Format the rows below as a two-column CSV with the header instruction,boxes and one line per row. Put the row's text in the instruction field and its answer in the boxes field, with each field in double quotes and line breaks replaced by spaces.

START Extracted entries

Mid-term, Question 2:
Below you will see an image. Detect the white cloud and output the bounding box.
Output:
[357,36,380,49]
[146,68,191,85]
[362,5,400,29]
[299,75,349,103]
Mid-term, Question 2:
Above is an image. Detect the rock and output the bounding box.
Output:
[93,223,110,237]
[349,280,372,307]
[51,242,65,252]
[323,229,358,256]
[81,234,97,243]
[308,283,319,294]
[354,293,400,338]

END Extracted entries

Exercise response
instruction,boxes
"Mid-term, Question 2: Below you will see an image. Detect the white cloud and output the bounding box. Output:","[357,36,380,49] [146,68,191,85] [362,5,400,29] [299,75,349,103]"
"Mid-term, Question 2: Above is an image. Detect the rock and output the bounding box. Output:","[93,223,110,237] [349,280,372,307] [51,242,65,252] [323,229,358,256] [81,234,97,243] [308,283,319,294] [354,293,400,338]"